■ EXCERPT PROVIDED ■
______________________________

Thursday, July 15, 2010
2ND ORDER LOW OR HIGH PASS FILTER
Fig. 1 shows a circuit that can be configured as either a high pass or low pass filter depending on which components are populated. The values shown are for a low pass filter with a cut-off frequency of approximately 200HZ.
In the case shown R2 and R3 are set to 8.1K, and C1 and C4 are set to 0.1UFD. The component parts parallel to these are set to parasitic values (not populated) but would be populated for the high pass version and R2, R3, C1, and C4 would not be populated for the high pass configuration.
We can calculate the cut-off frequency value for either the high pass or low pass filter from the equation
Fo = 1 /( 2 * Pi * ( R2 * R3 * C1 * C4 ) ^ 0.5 ) = 196.48 HZ
R2 and R3 are usually set equal to each other and C1 an C4 are usually set equal to each other. We can then simplify the formula to:
Fo = 1 / ( 2 * Pi * R * C)
which we should recognize as the equation for a simple RC filter, but in this case we have a 2nd filter instead of a 1st order filter with the circuit of Fig. 1.

______________________________

■ TASK SET ■
(A) Translate this sentence from the filter post into Spanish: "The values shown are for a low pass filter with a cut-off frequency of approximately 200HZ."
(B) Rewrite the stretch of the filter post from "Thursday, July 15, 2010" through "2 * Pi * R * C)", changing "cut-off frequency" to "corner frequency".

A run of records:
______________________________

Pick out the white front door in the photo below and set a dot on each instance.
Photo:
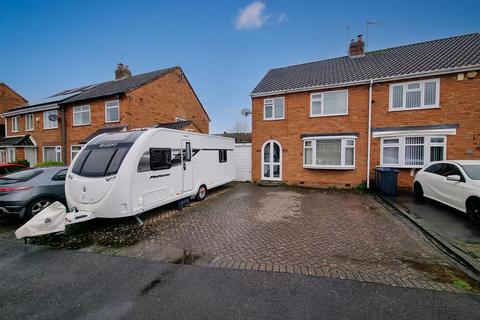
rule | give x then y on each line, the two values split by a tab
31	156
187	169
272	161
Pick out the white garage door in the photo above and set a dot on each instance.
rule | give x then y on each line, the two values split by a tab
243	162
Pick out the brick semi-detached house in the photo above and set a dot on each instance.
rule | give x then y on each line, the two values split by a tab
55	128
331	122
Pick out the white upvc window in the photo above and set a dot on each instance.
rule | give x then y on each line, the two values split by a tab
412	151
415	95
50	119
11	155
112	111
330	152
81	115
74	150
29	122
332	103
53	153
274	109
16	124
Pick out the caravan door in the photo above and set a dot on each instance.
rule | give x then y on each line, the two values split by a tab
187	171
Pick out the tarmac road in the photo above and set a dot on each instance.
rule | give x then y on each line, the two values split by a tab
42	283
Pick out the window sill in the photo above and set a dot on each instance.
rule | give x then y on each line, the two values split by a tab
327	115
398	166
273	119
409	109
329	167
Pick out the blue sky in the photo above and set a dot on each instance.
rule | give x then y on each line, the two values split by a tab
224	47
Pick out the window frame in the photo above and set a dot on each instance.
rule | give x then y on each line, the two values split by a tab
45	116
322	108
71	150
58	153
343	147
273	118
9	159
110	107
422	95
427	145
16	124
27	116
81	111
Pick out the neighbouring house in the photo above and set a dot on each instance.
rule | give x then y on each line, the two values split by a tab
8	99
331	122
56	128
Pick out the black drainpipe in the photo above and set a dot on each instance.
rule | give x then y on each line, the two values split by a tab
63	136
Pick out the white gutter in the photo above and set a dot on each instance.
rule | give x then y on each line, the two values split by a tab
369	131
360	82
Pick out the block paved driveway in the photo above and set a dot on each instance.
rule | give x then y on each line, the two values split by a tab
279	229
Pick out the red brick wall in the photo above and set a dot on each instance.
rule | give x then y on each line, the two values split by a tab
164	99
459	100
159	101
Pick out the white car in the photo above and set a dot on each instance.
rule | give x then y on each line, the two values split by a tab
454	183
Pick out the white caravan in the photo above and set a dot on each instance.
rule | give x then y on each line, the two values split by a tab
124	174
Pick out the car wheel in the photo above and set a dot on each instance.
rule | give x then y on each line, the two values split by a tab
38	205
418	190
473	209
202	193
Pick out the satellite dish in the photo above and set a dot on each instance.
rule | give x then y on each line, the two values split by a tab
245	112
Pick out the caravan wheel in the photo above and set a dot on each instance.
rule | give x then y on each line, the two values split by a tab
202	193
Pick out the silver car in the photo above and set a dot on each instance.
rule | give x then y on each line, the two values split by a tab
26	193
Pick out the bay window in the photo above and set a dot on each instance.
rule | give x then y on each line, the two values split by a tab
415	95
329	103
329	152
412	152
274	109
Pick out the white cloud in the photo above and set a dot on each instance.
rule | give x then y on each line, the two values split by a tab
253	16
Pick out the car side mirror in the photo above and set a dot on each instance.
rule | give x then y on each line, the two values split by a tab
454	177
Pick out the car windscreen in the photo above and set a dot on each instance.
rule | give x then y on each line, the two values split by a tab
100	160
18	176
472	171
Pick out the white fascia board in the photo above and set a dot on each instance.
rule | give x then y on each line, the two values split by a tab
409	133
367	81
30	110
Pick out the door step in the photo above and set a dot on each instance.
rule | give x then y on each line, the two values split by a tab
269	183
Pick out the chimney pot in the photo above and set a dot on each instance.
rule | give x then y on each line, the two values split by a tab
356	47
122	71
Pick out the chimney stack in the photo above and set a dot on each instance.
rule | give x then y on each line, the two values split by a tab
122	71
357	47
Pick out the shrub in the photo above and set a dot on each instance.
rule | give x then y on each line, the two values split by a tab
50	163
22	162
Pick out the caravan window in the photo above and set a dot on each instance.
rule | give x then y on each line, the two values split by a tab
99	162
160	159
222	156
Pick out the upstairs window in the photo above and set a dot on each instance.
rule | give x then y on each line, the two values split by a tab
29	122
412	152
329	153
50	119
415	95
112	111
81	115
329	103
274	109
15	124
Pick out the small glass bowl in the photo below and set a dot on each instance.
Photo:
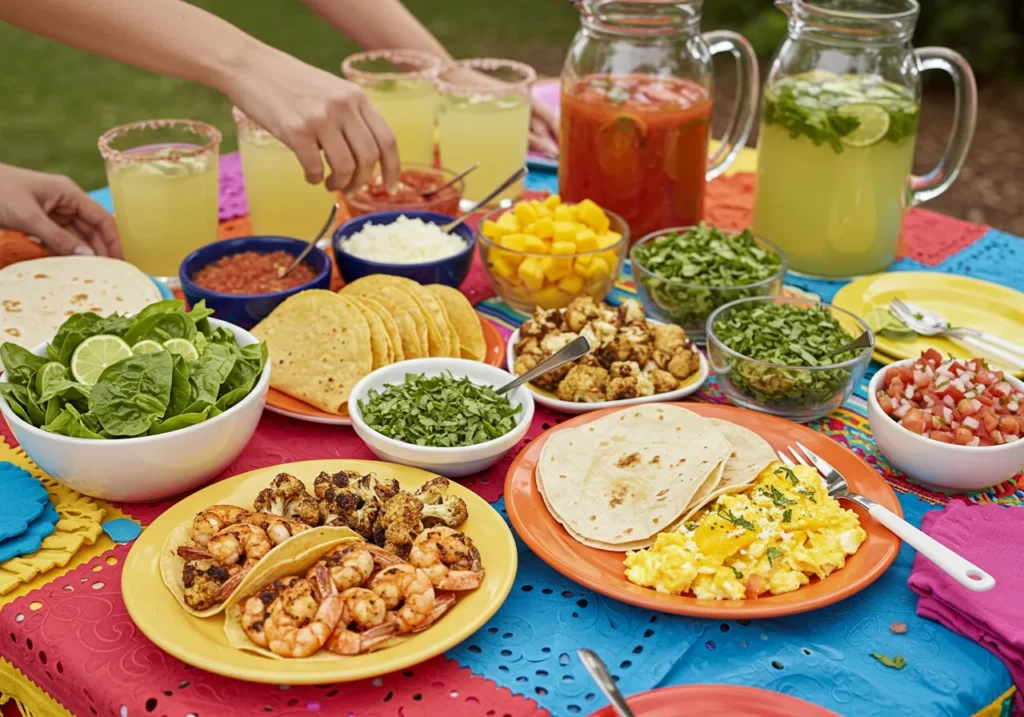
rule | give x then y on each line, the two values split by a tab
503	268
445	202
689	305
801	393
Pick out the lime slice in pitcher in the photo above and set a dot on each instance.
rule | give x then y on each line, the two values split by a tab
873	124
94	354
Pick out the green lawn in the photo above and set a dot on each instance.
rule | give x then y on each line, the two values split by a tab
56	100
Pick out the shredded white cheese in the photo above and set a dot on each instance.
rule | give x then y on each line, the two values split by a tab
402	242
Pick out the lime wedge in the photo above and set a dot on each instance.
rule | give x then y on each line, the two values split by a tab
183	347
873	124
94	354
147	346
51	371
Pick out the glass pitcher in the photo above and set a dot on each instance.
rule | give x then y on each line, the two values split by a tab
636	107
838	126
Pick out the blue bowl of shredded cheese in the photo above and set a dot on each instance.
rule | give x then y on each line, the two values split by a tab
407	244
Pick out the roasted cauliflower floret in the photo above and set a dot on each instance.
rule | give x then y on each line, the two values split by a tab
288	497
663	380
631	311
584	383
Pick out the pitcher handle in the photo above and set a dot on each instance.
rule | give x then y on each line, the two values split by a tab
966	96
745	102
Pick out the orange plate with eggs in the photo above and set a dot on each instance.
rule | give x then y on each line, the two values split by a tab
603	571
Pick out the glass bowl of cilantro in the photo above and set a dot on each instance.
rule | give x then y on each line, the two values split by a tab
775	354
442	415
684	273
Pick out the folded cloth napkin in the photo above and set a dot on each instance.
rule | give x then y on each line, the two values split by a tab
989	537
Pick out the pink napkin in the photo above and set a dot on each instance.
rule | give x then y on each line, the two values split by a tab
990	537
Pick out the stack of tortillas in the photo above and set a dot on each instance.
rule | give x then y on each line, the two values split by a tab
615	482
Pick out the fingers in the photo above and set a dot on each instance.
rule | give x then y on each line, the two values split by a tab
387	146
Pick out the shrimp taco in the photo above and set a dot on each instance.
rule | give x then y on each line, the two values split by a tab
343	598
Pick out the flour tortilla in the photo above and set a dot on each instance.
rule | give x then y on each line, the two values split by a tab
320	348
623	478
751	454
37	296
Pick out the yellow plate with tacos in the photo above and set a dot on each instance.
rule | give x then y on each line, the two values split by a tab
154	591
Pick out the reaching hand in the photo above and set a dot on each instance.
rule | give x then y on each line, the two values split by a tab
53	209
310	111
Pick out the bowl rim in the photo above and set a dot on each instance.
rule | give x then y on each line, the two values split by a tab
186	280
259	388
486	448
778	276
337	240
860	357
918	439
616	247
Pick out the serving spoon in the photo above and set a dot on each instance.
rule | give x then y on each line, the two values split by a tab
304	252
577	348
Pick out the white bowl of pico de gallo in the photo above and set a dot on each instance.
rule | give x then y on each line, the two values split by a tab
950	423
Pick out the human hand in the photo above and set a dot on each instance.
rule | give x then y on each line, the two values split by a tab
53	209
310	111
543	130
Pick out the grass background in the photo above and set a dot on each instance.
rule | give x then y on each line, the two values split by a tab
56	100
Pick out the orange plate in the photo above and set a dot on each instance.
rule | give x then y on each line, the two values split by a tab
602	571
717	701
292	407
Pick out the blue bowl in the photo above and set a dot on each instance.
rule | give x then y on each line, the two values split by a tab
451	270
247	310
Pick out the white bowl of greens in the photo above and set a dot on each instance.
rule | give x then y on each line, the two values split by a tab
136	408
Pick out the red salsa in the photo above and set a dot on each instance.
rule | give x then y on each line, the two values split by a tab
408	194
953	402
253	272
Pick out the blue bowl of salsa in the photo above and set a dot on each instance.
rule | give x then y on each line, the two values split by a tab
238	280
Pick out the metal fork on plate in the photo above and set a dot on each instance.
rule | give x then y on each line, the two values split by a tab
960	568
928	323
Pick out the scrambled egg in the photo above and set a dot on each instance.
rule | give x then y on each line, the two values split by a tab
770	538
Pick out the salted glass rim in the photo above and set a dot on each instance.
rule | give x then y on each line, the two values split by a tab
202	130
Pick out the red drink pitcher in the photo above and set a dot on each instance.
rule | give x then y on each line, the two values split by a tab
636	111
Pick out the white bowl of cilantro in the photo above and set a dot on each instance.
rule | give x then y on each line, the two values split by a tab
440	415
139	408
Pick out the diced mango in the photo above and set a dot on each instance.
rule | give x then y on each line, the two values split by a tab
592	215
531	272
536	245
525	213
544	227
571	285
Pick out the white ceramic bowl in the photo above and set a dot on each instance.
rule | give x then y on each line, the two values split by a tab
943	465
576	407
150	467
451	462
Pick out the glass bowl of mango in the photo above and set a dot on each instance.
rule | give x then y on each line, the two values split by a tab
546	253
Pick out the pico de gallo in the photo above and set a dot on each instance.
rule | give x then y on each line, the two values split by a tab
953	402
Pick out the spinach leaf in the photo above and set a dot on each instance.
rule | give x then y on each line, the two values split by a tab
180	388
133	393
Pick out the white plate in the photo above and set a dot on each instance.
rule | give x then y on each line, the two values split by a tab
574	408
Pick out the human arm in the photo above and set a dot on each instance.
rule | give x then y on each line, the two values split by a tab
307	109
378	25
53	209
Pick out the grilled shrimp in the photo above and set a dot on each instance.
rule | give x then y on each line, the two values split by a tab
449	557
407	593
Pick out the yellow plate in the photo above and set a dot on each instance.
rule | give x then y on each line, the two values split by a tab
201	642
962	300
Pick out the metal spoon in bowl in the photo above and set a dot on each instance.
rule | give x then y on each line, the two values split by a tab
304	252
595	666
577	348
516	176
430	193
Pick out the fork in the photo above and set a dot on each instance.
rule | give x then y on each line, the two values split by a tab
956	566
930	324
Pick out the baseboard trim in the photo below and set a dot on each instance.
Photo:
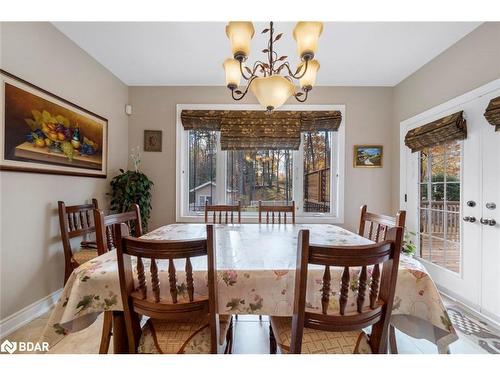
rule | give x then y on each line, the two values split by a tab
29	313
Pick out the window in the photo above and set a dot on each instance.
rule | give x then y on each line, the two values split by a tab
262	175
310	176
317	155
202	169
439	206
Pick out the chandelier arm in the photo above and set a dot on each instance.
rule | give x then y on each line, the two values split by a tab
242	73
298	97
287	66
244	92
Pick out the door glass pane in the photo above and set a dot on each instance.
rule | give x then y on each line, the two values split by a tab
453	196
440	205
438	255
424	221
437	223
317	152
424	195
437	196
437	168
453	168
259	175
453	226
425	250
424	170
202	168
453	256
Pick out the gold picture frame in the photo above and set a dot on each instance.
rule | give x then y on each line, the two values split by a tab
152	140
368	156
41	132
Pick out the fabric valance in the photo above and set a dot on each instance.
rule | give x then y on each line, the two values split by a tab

______________________________

■ ANSWER SET ■
(A) Los valores mostrados corresponden a un filtro pasa bajos con una frecuencia de corte de aproximadamente 200HZ.

(B)
Thursday, July 15, 2010
2ND ORDER LOW OR HIGH PASS FILTER
Fig. 1 shows a circuit that can be configured as either a high pass or low pass filter depending on which components are populated. The values shown are for a low pass filter with a corner frequency of approximately 200HZ.
In the case shown R2 and R3 are set to 8.1K, and C1 and C4 are set to 0.1UFD. The component parts parallel to these are set to parasitic values (not populated) but would be populated for the high pass version and R2, R3, C1, and C4 would not be populated for the high pass configuration.
We can calculate the corner frequency value for either the high pass or low pass filter from the equation
Fo = 1 /( 2 * Pi * ( R2 * R3 * C1 * C4 ) ^ 0.5 ) = 196.48 HZ
R2 and R3 are usually set equal to each other and C1 an C4 are usually set equal to each other. We can then simplify the formula to:
Fo = 1 / ( 2 * Pi * R * C)